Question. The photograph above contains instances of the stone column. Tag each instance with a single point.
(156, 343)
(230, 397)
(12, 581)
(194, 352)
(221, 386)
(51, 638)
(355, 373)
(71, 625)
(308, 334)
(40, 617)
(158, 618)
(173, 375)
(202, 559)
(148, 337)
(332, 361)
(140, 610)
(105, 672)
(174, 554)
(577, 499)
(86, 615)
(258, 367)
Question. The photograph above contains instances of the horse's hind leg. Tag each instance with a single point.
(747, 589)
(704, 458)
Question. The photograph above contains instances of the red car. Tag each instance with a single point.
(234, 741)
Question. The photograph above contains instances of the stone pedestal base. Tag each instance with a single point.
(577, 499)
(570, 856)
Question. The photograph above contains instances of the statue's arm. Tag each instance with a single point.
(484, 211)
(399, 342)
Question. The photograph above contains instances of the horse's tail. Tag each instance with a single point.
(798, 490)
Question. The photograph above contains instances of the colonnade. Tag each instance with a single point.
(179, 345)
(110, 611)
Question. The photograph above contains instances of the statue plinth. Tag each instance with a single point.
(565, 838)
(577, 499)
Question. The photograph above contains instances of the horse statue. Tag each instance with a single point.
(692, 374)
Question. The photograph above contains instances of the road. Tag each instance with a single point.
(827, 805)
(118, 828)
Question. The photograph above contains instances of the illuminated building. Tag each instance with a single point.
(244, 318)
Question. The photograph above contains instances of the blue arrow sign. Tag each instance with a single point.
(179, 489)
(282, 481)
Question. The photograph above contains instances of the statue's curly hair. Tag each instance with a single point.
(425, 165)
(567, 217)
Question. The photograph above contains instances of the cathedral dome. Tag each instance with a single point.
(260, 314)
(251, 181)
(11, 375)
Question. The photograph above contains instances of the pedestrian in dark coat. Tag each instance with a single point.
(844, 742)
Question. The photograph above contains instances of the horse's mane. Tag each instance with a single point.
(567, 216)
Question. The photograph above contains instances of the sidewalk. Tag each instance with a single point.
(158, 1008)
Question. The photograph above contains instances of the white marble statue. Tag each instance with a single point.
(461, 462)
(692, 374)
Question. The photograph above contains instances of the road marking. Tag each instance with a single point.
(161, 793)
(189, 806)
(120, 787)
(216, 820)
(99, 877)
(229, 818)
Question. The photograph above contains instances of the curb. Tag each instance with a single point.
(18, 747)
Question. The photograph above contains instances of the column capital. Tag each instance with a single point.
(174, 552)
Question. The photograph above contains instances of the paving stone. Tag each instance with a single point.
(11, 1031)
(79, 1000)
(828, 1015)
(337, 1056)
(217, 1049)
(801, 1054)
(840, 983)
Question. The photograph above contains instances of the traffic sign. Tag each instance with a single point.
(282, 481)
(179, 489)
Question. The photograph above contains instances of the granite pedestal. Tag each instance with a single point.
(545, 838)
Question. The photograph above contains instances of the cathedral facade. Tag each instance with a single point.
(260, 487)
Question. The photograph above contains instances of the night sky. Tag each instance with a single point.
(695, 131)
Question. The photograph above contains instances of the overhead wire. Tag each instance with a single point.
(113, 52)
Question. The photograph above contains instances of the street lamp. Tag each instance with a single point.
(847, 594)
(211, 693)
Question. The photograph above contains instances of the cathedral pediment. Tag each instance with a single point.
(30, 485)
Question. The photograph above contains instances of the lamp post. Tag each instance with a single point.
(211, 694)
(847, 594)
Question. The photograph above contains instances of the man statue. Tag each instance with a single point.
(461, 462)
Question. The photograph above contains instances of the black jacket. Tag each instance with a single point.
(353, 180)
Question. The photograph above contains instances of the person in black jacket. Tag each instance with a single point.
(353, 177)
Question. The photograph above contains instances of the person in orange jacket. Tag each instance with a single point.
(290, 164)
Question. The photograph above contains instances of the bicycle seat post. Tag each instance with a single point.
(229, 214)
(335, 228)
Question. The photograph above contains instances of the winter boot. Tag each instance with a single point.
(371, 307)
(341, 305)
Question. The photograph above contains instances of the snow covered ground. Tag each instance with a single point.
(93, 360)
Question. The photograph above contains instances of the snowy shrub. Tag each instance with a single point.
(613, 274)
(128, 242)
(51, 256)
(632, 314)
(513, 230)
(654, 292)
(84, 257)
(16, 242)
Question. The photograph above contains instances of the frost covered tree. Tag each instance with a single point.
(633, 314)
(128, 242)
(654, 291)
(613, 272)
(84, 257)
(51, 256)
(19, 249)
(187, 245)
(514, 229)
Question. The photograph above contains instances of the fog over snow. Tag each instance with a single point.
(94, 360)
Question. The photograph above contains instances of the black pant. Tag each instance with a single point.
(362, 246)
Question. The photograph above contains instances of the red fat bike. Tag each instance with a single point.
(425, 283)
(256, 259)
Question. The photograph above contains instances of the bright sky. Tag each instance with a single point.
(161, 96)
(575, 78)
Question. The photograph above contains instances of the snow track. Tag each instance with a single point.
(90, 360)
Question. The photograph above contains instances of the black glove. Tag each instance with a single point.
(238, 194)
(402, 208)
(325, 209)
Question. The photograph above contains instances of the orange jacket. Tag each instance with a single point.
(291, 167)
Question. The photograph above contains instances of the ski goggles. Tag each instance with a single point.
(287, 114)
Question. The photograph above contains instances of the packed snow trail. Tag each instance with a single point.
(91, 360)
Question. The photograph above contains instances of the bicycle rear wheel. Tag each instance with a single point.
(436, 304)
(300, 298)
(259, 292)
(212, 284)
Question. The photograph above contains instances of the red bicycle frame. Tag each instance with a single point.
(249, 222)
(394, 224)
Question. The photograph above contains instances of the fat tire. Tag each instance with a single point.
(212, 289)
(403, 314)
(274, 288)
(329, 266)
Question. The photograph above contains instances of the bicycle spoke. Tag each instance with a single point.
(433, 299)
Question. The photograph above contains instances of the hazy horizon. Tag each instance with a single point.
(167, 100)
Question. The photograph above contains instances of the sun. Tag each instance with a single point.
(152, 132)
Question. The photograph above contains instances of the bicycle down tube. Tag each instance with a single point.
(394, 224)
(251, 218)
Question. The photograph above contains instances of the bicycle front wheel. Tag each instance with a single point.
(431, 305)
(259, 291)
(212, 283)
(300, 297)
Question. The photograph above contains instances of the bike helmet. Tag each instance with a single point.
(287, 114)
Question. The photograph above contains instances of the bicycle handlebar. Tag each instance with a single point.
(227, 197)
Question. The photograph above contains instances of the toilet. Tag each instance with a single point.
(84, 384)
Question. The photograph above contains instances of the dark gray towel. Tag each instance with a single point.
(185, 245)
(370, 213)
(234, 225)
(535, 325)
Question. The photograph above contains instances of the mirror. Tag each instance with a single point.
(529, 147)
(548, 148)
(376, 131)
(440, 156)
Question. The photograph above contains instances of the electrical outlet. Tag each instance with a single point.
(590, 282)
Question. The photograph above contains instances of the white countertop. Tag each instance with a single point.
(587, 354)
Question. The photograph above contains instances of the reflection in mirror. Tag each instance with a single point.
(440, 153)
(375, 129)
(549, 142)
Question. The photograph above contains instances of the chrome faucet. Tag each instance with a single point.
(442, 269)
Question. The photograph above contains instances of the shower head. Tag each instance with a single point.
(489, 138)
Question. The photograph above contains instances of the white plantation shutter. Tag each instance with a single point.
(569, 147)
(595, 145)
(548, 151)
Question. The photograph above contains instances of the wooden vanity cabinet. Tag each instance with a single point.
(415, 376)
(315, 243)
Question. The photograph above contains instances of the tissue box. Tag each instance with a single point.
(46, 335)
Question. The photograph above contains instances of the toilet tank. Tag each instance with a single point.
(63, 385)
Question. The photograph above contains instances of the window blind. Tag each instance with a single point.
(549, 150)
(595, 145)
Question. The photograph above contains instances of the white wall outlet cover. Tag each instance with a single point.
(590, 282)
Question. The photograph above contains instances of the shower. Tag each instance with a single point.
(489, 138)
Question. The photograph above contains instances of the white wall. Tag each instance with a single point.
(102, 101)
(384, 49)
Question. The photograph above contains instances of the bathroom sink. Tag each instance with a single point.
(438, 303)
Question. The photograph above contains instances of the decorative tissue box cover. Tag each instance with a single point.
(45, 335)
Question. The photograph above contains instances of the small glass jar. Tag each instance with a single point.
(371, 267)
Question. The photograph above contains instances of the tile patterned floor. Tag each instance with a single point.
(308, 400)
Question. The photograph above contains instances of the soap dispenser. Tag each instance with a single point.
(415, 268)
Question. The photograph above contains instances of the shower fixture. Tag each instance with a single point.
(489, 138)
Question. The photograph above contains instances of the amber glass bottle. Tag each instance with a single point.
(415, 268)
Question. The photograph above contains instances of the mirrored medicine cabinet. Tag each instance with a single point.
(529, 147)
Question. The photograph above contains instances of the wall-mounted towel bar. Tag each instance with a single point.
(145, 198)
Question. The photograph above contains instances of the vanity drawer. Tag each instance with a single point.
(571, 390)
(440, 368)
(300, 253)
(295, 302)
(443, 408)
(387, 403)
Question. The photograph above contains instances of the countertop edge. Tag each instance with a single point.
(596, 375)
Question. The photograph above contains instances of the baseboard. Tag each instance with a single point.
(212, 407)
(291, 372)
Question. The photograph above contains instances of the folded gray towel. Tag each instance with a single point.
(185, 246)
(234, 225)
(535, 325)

· · ·

TASK OBJECTIVE:
Please return the span of lines above that opens with the one containing "fixture. Tag each instance with a single point." and closes with the final line, both included, exactly as written and nothing more.

YOUR SOLUTION:
Question. The photograph above contains instances of the shower fixture. Tag each instance with a single point.
(489, 138)
Question. The photograph above contains instances of the amber glass bottle. Tag each instance with a single point.
(415, 268)
Question. The photograph above contains instances of the mirrored medicine cabinet. Tag each instance with a single point.
(529, 147)
Question. The photograph above contains instances of the wall-mounted towel bar. Tag each instance with a single point.
(145, 198)
Question. The photograph above contains instances of the vanity drawer. Tag each instance with a single point.
(571, 390)
(440, 368)
(300, 253)
(295, 302)
(443, 408)
(387, 403)
Question. The photograph above contains instances of the countertop edge. Tag each instance with a single point.
(596, 375)
Question. The photograph above contains instances of the baseboard. Tag each instance with a single point.
(212, 407)
(291, 372)
Question. The photograph above contains instances of the folded gray towel. Tag each instance with a single point.
(185, 246)
(234, 225)
(535, 325)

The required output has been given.